Content starts

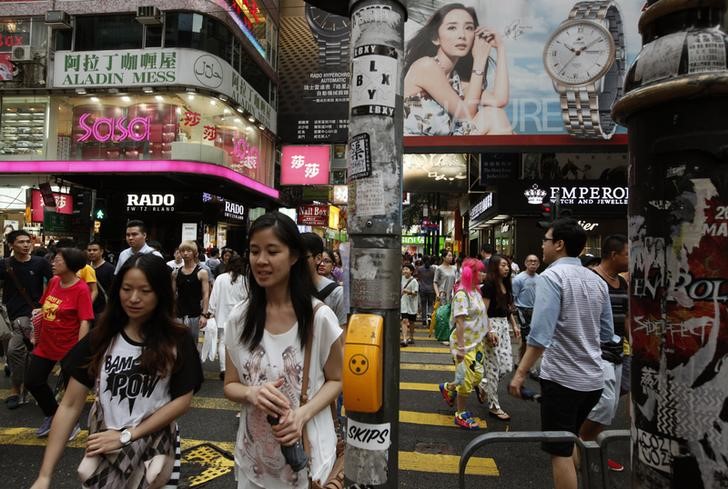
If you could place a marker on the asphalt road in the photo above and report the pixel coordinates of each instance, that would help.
(429, 444)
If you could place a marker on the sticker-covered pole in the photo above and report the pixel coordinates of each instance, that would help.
(675, 107)
(375, 217)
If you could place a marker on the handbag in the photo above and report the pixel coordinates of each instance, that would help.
(5, 332)
(335, 479)
(433, 316)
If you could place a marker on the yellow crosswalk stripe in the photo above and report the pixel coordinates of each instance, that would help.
(446, 464)
(433, 367)
(413, 461)
(418, 386)
(425, 349)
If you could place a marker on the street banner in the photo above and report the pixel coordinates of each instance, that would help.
(488, 67)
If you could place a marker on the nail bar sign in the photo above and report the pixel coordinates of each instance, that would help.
(115, 129)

Content ends

Work instructions: Write out the material above precisely, leaving each picture behind.

Written answer:
If you could place a marker on the asphalt road in the photo above and report the pixel coordinates of each instance, that would help.
(429, 444)
If you could place a marker on the sticker-covered pole in the photo above and report the pixel coordinates of each instance, that would help.
(675, 107)
(375, 217)
If you could place a marker on the handbag in the photo above and report the pixel coordinates of each instance, that would help.
(5, 332)
(335, 479)
(433, 316)
If you could place a marker on the yellow crosswalk stripe in the photo above and report the pixel coordinates of each instance, that would help.
(446, 464)
(433, 367)
(413, 461)
(418, 386)
(425, 349)
If you could place a marker on the street banner in the photo above and report the pixel coordinates of each instance, that would help.
(488, 67)
If you could place a marker on the nail bar sign in the photo above and report the pixel coordinates of each instance, that would help.
(115, 129)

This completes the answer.